(Data entries)
◇ ◇ ◇ ◇ ◇ ◇ ◇
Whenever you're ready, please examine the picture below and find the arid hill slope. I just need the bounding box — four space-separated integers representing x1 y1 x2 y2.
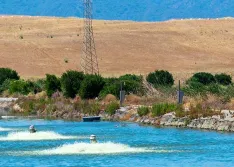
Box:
0 16 234 79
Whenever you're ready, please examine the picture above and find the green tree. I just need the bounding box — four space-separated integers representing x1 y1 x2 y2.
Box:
79 75 105 99
214 73 232 85
61 71 85 98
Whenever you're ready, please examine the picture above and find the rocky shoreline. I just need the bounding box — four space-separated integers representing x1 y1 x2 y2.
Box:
33 106 234 132
1 104 234 132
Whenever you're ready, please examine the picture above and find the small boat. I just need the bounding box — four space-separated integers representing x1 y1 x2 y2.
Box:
83 116 101 122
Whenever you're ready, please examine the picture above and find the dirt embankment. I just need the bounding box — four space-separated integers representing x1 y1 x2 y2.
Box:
0 16 234 79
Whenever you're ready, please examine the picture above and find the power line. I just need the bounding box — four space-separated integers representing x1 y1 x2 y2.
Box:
81 0 99 74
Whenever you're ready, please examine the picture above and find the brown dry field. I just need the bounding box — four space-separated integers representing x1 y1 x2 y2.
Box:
0 16 234 80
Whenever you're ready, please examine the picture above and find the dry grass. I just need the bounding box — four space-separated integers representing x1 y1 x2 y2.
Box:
0 16 234 80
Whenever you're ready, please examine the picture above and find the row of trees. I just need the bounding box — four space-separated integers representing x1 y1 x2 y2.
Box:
0 68 232 99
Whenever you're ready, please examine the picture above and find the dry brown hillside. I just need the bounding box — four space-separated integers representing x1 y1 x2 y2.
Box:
0 16 234 81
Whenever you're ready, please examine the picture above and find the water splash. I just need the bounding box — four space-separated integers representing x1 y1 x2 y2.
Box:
0 127 14 132
21 142 174 155
0 131 83 141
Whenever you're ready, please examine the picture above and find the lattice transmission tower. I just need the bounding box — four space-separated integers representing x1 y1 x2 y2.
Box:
81 0 99 74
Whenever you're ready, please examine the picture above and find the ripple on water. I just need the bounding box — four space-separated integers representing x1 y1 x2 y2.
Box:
0 131 88 141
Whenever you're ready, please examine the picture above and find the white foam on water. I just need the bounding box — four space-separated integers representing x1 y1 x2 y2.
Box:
24 142 173 155
0 131 81 141
0 127 14 132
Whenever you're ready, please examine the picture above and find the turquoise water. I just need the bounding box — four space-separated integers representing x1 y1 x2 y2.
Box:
0 120 234 167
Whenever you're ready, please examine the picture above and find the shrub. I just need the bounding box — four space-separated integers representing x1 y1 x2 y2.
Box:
45 74 61 97
61 71 85 98
137 106 150 117
0 68 20 85
0 79 11 93
79 75 105 99
105 102 119 115
146 70 174 87
9 80 30 95
99 83 120 98
214 73 232 85
182 81 207 96
119 74 143 82
190 72 216 85
152 103 177 116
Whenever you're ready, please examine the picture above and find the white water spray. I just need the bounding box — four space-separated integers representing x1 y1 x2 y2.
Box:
0 127 14 132
24 142 170 155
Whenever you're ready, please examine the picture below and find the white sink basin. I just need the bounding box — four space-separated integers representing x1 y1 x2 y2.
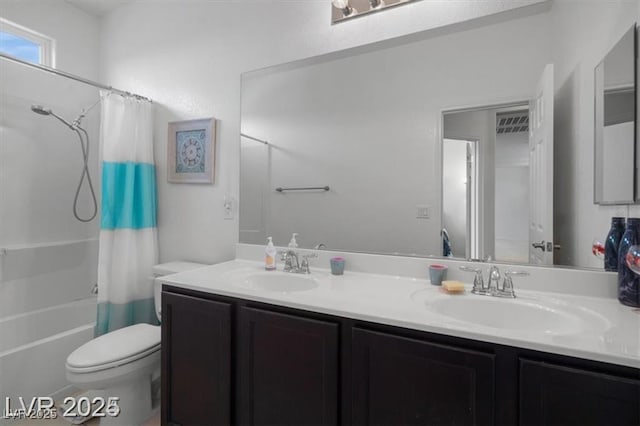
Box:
238 272 318 293
412 294 585 335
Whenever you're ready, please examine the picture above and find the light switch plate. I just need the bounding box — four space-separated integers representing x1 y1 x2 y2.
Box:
223 197 235 220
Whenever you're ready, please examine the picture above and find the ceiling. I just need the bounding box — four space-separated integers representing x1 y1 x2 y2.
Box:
65 0 135 16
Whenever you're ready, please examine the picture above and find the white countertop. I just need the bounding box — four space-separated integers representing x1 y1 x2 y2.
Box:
159 259 640 368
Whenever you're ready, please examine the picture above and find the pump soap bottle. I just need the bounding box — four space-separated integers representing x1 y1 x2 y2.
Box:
264 237 278 271
289 232 300 248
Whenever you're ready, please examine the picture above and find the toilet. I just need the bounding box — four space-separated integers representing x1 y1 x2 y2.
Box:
66 262 206 426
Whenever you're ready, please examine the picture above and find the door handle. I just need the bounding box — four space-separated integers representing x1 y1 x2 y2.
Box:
531 240 547 251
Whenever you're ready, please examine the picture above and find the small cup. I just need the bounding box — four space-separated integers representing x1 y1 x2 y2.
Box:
329 257 344 275
429 265 449 285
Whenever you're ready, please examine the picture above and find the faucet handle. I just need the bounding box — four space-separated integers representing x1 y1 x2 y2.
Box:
300 253 318 274
495 271 529 299
460 266 489 294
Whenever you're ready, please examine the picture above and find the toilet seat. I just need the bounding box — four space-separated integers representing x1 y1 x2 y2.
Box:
67 324 161 373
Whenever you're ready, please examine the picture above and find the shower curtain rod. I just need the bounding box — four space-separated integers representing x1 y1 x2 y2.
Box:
0 52 152 102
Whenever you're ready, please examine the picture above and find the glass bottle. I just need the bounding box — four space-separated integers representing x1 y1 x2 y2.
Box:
604 217 625 272
618 217 640 307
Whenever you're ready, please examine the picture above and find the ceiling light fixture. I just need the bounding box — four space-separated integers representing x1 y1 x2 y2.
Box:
331 0 417 24
331 0 358 18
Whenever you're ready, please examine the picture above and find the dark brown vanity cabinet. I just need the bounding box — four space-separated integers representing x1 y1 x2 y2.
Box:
238 306 339 426
162 292 232 426
520 359 640 426
162 286 640 426
351 328 494 425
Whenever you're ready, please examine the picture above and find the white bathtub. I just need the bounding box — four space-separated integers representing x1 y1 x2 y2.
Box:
0 297 96 412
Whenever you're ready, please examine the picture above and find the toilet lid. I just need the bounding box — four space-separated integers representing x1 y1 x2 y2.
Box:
67 324 160 372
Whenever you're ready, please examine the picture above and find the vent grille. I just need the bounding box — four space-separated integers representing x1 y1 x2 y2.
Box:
496 110 529 135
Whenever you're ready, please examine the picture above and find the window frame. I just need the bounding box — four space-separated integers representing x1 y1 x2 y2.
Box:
0 17 55 68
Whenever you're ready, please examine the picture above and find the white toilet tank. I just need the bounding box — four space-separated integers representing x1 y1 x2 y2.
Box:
151 261 208 321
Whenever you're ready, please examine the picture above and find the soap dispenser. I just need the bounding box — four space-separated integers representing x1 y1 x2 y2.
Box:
264 237 278 271
289 232 300 249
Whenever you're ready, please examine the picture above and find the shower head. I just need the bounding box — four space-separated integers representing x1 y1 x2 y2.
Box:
31 105 51 115
31 105 75 130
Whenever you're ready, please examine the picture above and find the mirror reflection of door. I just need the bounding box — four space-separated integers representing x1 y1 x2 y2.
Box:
442 139 478 258
442 101 530 263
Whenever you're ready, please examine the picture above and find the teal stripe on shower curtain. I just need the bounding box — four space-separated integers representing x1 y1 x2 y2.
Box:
95 298 160 336
101 161 157 230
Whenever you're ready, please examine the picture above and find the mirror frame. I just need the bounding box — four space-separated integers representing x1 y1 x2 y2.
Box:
593 24 640 206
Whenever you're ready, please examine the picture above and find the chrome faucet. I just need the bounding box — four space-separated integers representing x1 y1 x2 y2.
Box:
280 249 318 274
280 249 300 273
460 265 529 299
460 266 489 295
487 265 500 296
494 271 529 299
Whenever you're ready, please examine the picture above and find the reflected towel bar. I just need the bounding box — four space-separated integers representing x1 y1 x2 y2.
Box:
276 186 330 192
240 133 269 145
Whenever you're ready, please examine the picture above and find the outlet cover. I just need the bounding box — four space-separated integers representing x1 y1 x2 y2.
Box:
416 204 431 219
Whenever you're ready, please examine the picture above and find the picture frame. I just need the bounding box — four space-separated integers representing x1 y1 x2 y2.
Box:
167 117 216 184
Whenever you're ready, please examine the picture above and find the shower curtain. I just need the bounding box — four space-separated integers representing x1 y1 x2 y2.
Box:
96 91 158 336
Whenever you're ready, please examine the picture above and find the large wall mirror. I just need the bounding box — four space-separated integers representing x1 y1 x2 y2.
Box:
594 25 638 204
239 0 638 268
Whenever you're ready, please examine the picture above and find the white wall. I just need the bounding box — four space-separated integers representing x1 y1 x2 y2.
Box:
101 0 541 262
551 0 640 268
242 15 549 255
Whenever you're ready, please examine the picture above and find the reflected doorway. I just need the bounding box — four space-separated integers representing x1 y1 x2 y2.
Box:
442 102 531 263
442 139 478 258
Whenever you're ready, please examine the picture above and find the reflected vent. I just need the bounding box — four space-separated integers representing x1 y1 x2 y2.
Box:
496 110 529 135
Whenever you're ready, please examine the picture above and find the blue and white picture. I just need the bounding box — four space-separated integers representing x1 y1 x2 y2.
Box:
176 129 207 173
167 118 216 184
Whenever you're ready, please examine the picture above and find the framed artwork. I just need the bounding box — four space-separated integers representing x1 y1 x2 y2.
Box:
167 117 216 184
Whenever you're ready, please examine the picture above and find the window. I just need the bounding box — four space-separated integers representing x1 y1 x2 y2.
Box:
0 18 54 67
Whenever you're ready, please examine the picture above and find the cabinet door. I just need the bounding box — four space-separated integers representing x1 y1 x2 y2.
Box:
162 292 231 426
238 307 339 426
351 328 494 425
520 359 640 426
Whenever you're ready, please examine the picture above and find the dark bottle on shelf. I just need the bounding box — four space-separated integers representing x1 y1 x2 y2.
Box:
618 217 640 307
604 217 625 272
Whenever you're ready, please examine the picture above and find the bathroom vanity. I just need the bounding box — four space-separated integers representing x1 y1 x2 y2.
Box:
162 260 640 425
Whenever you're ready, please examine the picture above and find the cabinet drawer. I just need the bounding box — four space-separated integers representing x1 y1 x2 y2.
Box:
520 358 640 426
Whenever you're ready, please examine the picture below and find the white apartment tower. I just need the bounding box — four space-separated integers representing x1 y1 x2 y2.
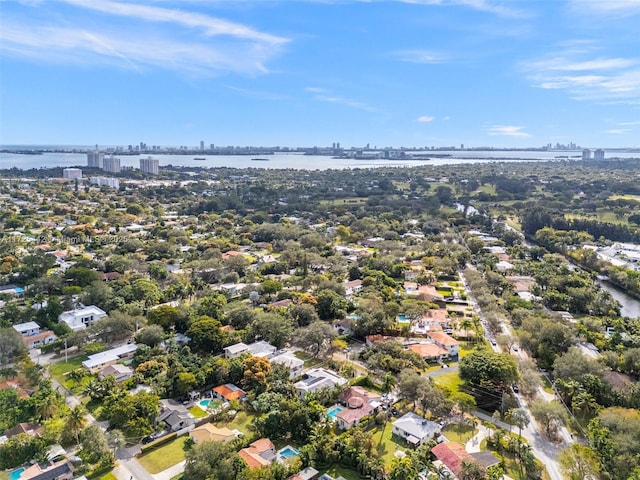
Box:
140 157 160 175
87 152 104 168
102 156 120 173
62 168 82 179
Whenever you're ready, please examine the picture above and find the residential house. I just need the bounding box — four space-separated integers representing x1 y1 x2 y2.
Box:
335 387 381 430
13 322 58 350
287 467 320 480
13 322 40 337
58 305 107 331
238 438 276 468
269 351 304 380
156 400 195 432
189 423 236 443
0 380 29 398
344 280 362 298
293 368 347 399
4 422 42 438
408 343 449 361
98 363 133 383
427 331 460 358
431 442 500 478
391 412 440 446
82 343 138 373
212 383 247 402
20 459 73 480
224 340 277 358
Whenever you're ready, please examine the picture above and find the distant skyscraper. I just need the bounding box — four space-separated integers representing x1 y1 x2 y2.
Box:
140 157 160 175
102 157 120 173
87 152 104 168
89 177 120 189
593 148 604 160
62 168 82 179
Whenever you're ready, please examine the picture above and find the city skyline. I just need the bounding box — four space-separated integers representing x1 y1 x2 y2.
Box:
0 0 640 148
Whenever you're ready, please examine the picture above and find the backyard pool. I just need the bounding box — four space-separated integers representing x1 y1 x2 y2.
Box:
278 445 300 461
327 405 344 420
9 468 24 480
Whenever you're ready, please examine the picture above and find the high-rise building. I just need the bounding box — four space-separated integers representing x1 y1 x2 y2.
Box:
87 152 104 168
102 156 120 173
140 157 160 175
89 177 120 189
62 168 82 179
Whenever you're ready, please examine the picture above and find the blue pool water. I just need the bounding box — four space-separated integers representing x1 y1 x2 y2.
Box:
327 405 343 420
278 445 299 460
9 468 24 480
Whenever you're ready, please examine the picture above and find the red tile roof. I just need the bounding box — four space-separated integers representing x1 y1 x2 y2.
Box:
431 442 474 475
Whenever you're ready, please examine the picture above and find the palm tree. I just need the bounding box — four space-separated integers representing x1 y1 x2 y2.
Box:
67 405 87 446
382 372 396 393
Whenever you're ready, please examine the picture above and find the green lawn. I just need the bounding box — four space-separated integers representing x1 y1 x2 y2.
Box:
324 464 362 480
433 372 462 393
442 423 478 445
189 405 207 418
215 411 253 435
138 435 189 474
373 422 406 466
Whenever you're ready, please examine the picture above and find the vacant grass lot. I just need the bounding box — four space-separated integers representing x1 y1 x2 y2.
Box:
138 435 189 474
373 422 406 466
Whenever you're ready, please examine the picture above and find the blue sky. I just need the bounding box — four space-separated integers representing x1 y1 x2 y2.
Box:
0 0 640 147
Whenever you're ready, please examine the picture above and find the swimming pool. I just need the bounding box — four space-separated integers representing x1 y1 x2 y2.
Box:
327 405 344 420
9 467 24 480
278 445 300 460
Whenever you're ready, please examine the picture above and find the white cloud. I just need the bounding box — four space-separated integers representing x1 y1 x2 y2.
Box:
522 42 640 104
397 0 527 18
391 49 445 64
62 0 288 44
487 125 531 137
0 0 289 75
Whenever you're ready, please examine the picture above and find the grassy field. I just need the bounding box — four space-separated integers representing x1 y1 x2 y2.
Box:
215 411 253 435
325 465 361 480
433 372 462 393
373 422 406 466
442 423 478 445
189 405 207 418
138 435 189 474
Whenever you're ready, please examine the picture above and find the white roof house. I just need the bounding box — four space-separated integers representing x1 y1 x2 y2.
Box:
13 322 40 337
269 352 304 380
224 340 277 358
58 305 107 331
392 412 440 445
82 343 138 373
293 368 347 398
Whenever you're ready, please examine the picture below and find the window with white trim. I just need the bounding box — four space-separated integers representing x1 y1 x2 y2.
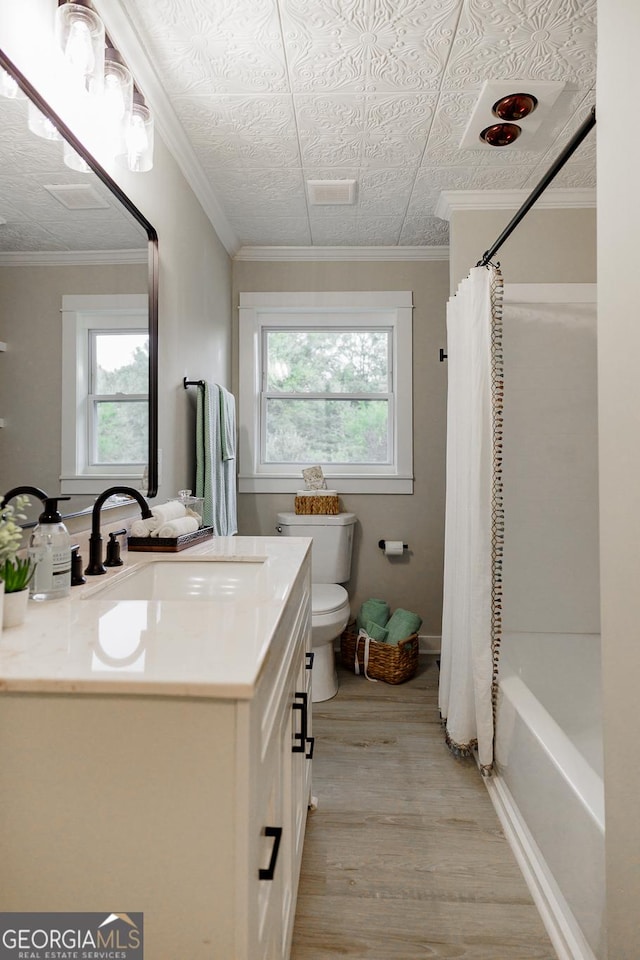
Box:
61 294 149 493
239 291 413 493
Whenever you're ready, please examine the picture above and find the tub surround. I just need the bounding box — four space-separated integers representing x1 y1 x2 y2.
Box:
0 537 313 960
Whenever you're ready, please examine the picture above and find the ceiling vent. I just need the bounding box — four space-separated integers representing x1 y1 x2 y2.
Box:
307 180 356 207
460 80 566 150
43 183 109 210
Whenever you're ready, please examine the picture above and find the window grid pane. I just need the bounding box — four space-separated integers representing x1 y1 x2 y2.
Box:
87 329 149 467
264 399 391 464
261 325 393 465
89 397 149 466
263 327 391 396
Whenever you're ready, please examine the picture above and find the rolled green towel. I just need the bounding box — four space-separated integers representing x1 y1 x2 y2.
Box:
356 599 391 630
386 607 422 646
364 620 389 643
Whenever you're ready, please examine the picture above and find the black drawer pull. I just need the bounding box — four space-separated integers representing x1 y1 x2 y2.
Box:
291 693 309 753
258 827 282 880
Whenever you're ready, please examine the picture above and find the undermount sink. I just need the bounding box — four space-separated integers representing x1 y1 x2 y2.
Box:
85 557 265 601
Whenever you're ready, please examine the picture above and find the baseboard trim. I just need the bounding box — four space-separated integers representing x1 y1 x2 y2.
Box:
483 774 597 960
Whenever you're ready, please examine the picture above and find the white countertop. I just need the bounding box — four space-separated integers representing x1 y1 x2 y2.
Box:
0 537 311 699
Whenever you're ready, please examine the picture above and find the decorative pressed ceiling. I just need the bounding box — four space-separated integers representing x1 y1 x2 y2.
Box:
6 0 596 253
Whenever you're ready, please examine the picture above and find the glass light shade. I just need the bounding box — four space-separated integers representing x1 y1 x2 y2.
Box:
126 96 153 173
0 67 27 100
55 2 105 94
101 50 133 157
27 100 62 140
492 93 538 121
480 123 522 147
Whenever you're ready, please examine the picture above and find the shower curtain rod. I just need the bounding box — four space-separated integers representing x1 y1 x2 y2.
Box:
476 107 596 267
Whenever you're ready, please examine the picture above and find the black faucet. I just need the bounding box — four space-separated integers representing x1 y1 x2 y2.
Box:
85 487 153 577
2 487 49 505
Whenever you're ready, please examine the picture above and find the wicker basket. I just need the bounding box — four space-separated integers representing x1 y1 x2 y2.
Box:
294 494 340 516
340 623 418 683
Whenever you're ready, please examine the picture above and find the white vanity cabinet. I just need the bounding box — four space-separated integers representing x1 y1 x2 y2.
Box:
0 555 313 960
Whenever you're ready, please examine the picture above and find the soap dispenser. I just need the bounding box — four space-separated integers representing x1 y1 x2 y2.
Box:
28 497 71 600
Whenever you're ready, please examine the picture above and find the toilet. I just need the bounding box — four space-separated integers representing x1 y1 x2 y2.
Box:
277 513 356 703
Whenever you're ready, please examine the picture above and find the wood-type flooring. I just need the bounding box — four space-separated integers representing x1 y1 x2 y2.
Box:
291 657 557 960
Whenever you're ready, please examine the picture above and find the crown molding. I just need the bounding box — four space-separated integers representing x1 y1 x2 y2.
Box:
96 0 240 256
233 247 449 262
0 247 149 267
434 187 596 220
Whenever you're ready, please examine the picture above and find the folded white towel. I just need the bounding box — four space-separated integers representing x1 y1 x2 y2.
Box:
131 500 188 537
151 517 200 537
129 517 158 537
151 500 187 523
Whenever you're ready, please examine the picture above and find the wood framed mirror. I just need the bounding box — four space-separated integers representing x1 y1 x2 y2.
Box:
0 49 158 513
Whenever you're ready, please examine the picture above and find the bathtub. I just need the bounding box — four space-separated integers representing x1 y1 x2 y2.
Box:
487 633 606 960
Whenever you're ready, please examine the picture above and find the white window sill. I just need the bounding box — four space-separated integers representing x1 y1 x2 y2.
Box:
238 473 413 494
60 471 145 496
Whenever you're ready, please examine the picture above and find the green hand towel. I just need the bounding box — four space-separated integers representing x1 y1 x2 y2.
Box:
386 607 422 646
356 599 391 630
364 620 389 643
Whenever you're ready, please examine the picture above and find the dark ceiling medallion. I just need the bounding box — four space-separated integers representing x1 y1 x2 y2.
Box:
492 93 538 122
480 123 522 147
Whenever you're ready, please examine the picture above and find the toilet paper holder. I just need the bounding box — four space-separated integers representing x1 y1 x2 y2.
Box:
378 540 409 550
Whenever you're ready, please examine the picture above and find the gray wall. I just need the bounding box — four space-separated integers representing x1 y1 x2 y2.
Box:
597 0 640 960
450 205 596 292
233 261 449 635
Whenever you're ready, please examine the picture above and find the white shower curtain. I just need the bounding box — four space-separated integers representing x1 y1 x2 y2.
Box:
439 266 503 775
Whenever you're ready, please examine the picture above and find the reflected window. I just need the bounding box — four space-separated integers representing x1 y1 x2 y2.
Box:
87 329 149 466
61 294 149 494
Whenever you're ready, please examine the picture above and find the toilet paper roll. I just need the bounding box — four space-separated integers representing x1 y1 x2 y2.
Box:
384 540 404 557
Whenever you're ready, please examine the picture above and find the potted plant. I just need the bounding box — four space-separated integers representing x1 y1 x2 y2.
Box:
0 497 35 627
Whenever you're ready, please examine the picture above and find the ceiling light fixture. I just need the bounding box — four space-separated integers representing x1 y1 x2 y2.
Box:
480 123 522 147
48 0 154 173
492 93 538 122
55 0 105 94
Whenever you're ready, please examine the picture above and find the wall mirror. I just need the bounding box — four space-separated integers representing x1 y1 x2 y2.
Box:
0 50 158 518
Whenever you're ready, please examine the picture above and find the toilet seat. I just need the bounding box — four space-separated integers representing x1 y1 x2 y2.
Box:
311 583 349 618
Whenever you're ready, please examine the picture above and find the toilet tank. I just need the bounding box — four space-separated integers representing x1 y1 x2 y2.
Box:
277 513 356 583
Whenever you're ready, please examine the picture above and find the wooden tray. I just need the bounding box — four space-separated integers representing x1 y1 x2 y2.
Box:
127 527 213 553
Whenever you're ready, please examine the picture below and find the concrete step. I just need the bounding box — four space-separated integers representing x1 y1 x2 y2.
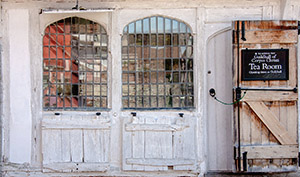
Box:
204 171 300 177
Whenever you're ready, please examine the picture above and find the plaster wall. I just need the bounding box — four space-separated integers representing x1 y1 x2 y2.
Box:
1 0 300 176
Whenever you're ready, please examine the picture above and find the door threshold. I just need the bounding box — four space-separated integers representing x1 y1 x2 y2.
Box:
205 171 300 177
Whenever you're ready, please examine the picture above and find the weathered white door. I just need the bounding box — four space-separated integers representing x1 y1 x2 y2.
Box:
123 113 197 171
233 21 298 171
121 16 197 171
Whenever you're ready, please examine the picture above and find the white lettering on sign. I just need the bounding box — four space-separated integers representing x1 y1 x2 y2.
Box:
242 49 289 81
249 52 282 74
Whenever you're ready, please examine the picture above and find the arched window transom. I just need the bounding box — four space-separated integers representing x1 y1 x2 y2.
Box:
122 16 194 109
43 17 108 110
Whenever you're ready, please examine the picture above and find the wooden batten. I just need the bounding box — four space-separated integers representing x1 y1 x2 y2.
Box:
242 90 298 102
43 162 109 173
233 21 298 172
126 158 195 166
247 102 297 145
241 145 298 159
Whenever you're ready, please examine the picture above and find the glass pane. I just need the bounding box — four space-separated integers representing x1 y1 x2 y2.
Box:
◇ ◇ ◇ ◇ ◇ ◇ ◇
**PROBLEM:** Convert every line of the data from the one containing "find the chrome" down to the one containing "240 133 269 145", both included, into a Markdown table with the columns No. and Line. Skip blank lines.

**WRITTEN ANSWER:**
| No. | Line |
|---|---|
| 1 | Whenever you're ready, please examine the picture above and find the chrome faucet. I just need the bounding box — four space-separated integers representing x1 y1 x2 y2. |
| 2 | Box: |
| 3 | 280 249 318 274 |
| 4 | 280 249 300 273 |
| 5 | 460 265 529 299 |
| 6 | 460 266 489 295 |
| 7 | 487 265 500 296 |
| 8 | 494 271 529 299 |
| 9 | Whenever you're ready, please examine the picture above and find the reflected towel bar. I just need the bounding box — four space-separated integers representing x1 y1 x2 y2. |
| 10 | Box: |
| 11 | 276 186 330 192 |
| 12 | 240 133 269 145 |